Brief 1:
From the alumni award profile of Kim Senklip Harvey, list every kind of work she says she has done in her answer about other work that might interest her.
Brief 2:
Proceed with the alumni award profile of Kim Senklip Harvey, picking up after its final sentence.

Excerpted passage:
_ _ _ _

Kim Senklip Harvey

Kim Senklip Harvey
Kim Senklip Harvey

Category: Emerging Alumni Awards

Name: Kim Senklip Harvey

UVic degree and year: Master of Fine Arts in Writing, 2021            

Current hometown: Coast Salish Territories            

Birthplace: Syilx Nation

Kim Senklip Harvey is a proud Syilx and Tsilhqot’in director, writer and actor who is known for her ability to craft powerful stories that inspire, nourish and delight. In 2018, her play Kamloopa: An Indigenous Matriarch Story had a three-city world premiere and won the 2019 Jessie Richardson Award for Significant Artistic Achievement, Best Production and the Sydney J. Risk Prize for Outstanding Original Play. Senklip Harvey and the Fire Company were also the recipients of the 2020 Governor General Literary Award for Drama. Senklip Harvey is currently developing three television series, working on her first book of prose and earning her PhD in Law at UVic. Senklip Harvey believes that storytelling is the most compelling medium to move us to a place where everyone is provided the opportunity to live peacefully.

Q: What was the moment you realized your career calling?

KSH: When I was cast as a shepherd in my preschool holiday production and knew I needed to write better roles for myself.

Q: Many people are not following one career for life. What other work might interest you in the future, even as a hypothetical?

KSH: My work as a storyteller and cultural guardian for my people traverses many sectors. I’ve worked in child welfare, community engagement, served tables and to make pocket money in my undergrad I’d give people haircuts. For me, the opportunity to listen to other people’s stories and help ignite their power happens everywhere.

_ _ _ _

Data excerpts:
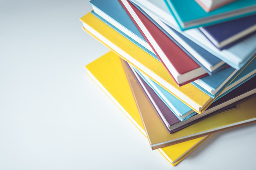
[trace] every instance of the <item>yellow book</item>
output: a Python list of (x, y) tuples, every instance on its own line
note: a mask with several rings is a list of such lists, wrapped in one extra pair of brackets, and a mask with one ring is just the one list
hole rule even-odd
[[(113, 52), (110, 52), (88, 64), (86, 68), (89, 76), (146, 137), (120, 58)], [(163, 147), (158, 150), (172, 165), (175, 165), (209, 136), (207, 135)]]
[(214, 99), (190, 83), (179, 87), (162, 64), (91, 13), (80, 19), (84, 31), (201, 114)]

_ _ _ _

Reply 1:
- Child welfare
- Community engagement
- Serving tables
- Giving people haircuts

Reply 2:
Q: What is a favourite book you read in the last five years and why?

KSH: The Disordered Cosmos: A Journey into Dark Matter, Spacetime, and Dreams Deferred by Chanda Prescod-Weinstein. This book blew open what I thought intersectional writing could be. To hear a Black Queer scientist speak to her journey in a white cis male dominated field, inspired and nourished me in a profound way. Chanda is a remarkable thinker and storyteller and since stories and space are my fave things, this was a book I could never have dreamt into existence, and I’m so glad it is.

Q: What is a movie or television show that always makes you laugh?

KSH: Bridesmaids. ’Nuff said.

Q: What is your advice to younger people entering your line of work or who feel lost or confused about their future?

KSH: Live life robustly and often. Thrust yourself into it courageously, safely and generously and learn and practice deep listening often.

Q: What’s a part of your daily routine that you can’t do without? Do you have a mantra that you can share?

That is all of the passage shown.